Short exercise:
Transcribe the lines below word for word, omitting the pictures.

**** Material

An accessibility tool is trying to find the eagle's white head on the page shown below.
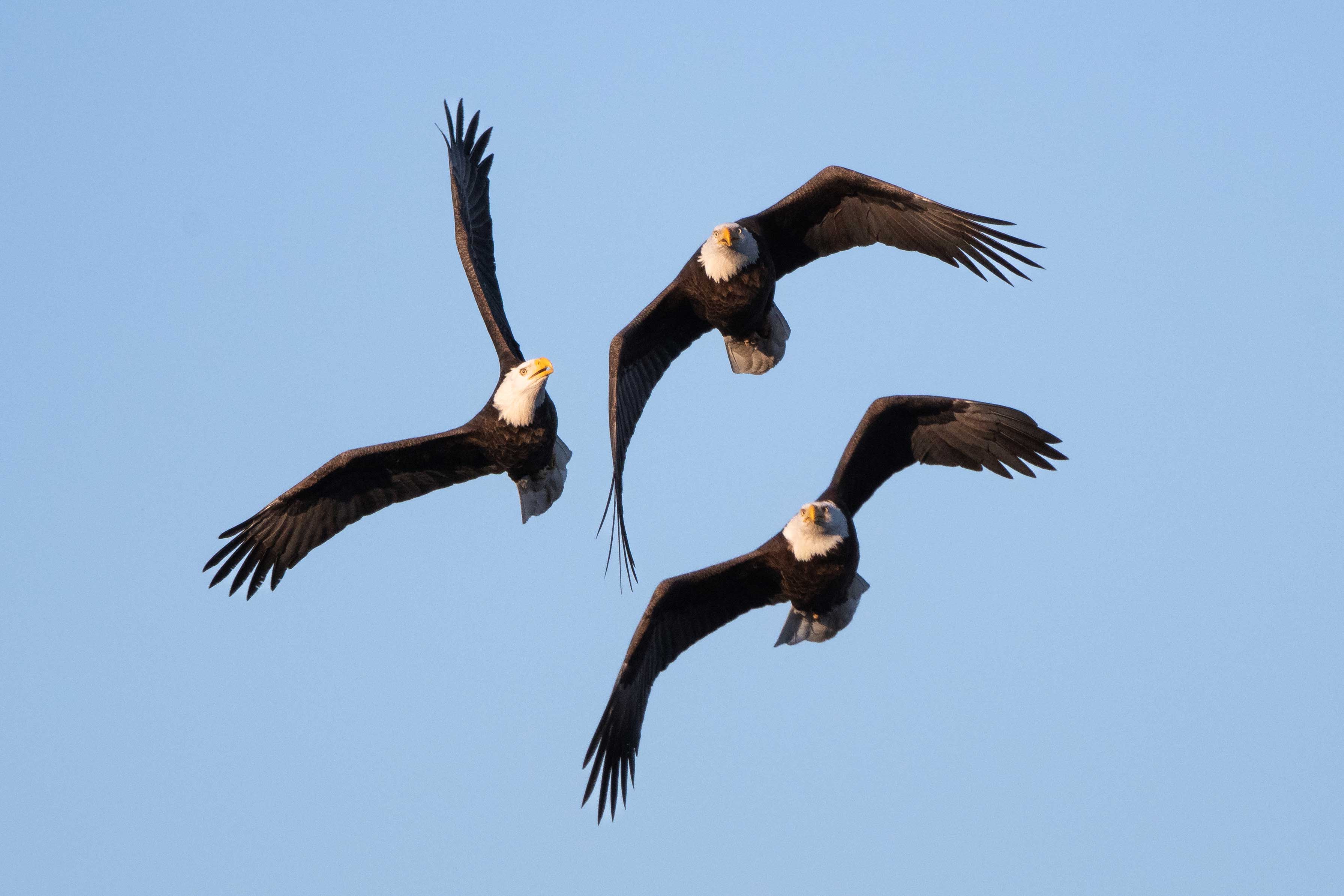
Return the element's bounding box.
[700,224,761,283]
[493,357,555,426]
[783,501,849,560]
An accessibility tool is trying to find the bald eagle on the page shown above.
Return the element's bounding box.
[598,165,1043,584]
[206,101,570,599]
[583,395,1067,824]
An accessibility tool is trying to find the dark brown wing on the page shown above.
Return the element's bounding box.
[738,165,1043,283]
[598,277,711,587]
[818,395,1069,516]
[201,423,504,600]
[583,536,782,824]
[439,99,524,373]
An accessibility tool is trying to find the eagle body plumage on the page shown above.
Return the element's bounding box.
[583,395,1066,821]
[206,102,570,599]
[602,165,1040,584]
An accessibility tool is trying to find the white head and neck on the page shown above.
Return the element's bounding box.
[493,357,555,426]
[783,501,849,560]
[700,224,761,283]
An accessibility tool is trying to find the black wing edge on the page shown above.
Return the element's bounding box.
[438,99,523,373]
[818,395,1069,514]
[741,165,1044,286]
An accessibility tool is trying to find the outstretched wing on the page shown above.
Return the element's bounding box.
[818,395,1069,516]
[583,536,782,824]
[439,99,524,373]
[201,424,504,600]
[738,165,1044,285]
[598,277,711,587]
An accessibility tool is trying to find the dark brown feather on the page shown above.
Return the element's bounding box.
[583,536,785,824]
[739,165,1042,283]
[820,395,1067,516]
[439,99,524,376]
[598,277,711,587]
[203,423,504,599]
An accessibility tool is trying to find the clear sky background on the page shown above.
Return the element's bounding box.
[0,2,1344,894]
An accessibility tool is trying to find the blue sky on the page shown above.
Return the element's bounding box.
[0,3,1344,894]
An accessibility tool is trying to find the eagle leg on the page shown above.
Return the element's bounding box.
[723,305,790,376]
[515,435,574,523]
[774,572,868,648]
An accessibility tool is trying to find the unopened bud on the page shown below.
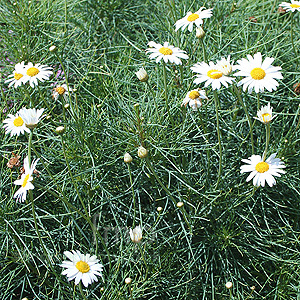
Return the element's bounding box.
[55,126,66,134]
[225,281,233,290]
[138,146,148,158]
[196,27,205,39]
[124,152,132,164]
[176,201,184,208]
[125,277,132,284]
[49,45,57,52]
[135,67,149,82]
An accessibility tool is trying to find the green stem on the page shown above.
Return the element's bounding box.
[163,61,173,125]
[233,85,254,154]
[263,123,270,161]
[200,38,206,62]
[137,244,148,281]
[257,93,260,110]
[146,157,192,232]
[28,129,58,276]
[214,90,223,189]
[127,164,136,227]
[37,86,53,113]
[78,282,87,300]
[0,86,9,112]
[61,135,100,255]
[291,12,298,68]
[146,80,160,123]
[54,51,75,116]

********

Result for this exercise:
An accessibility tool is trying to find the eagle's white head on the page shown below.
Return the element's bounding box.
[700,224,761,283]
[493,357,555,426]
[783,501,849,560]
An accessibility tool is trying to find the bald eagle on the page shown above.
Return the element's bounding box.
[598,165,1043,584]
[206,101,570,599]
[583,395,1067,824]
An accessibility tool is trying to find the dark brown wing on the page shown above.
Return the element's bounding box.
[738,165,1043,283]
[598,277,711,587]
[818,395,1069,516]
[201,423,504,600]
[583,536,782,824]
[439,99,524,373]
An accessibility tool is trying to find the eagle body plumage on the page shown above.
Return the element's bounding box.
[583,395,1066,821]
[206,102,570,599]
[602,165,1040,584]
An accessibility tool is trying to find the white head and neck on the page shown above.
Return the element's bounding box.
[493,357,555,426]
[783,501,849,560]
[700,224,761,283]
An accessibility tool is trying to find the black wing edge on the page shown above.
Return the element's bounding box.
[438,99,523,373]
[818,395,1069,514]
[741,165,1044,286]
An accessibility tool is trying to find the outstretched wing on the page shown above.
Return the element's bounding box.
[818,395,1069,516]
[583,536,782,824]
[439,99,524,373]
[201,424,504,600]
[738,165,1044,285]
[598,277,711,587]
An accessibility tool is trying to find the dark brown feather on the page shown above.
Return the element's bounding box.
[583,536,785,824]
[739,165,1042,283]
[820,395,1067,516]
[439,99,524,376]
[598,277,711,587]
[203,423,504,599]
An accessibility tool is trying to find the clear sky background on the page shown above.
Return the element's bounding box.
[0,2,1344,894]
An accessibility tool is trying to find the blue sky on the page shown above.
Return the element's bounding box.
[0,3,1344,894]
An accessibility tool is trying to find the eagle leg on the page shown above.
Return the element's bounding box.
[723,305,790,376]
[515,435,574,523]
[774,572,868,648]
An accessibility tool is trying to find the unopened bud on the page shown below.
Return the element's bounding box.
[55,126,66,134]
[225,281,233,290]
[138,146,148,158]
[196,27,205,39]
[124,152,132,164]
[176,201,184,208]
[125,277,132,284]
[49,45,57,52]
[135,67,149,82]
An accessibility tool is trying to find the green stem on the page shown above.
Return the element's bounding box.
[163,61,173,125]
[233,85,254,154]
[263,123,270,161]
[200,38,206,62]
[137,244,148,281]
[257,93,260,110]
[146,157,192,232]
[28,129,58,276]
[214,90,223,189]
[127,164,136,227]
[37,86,53,113]
[78,282,87,300]
[0,86,9,112]
[61,135,100,255]
[291,12,298,68]
[146,80,160,123]
[54,51,75,116]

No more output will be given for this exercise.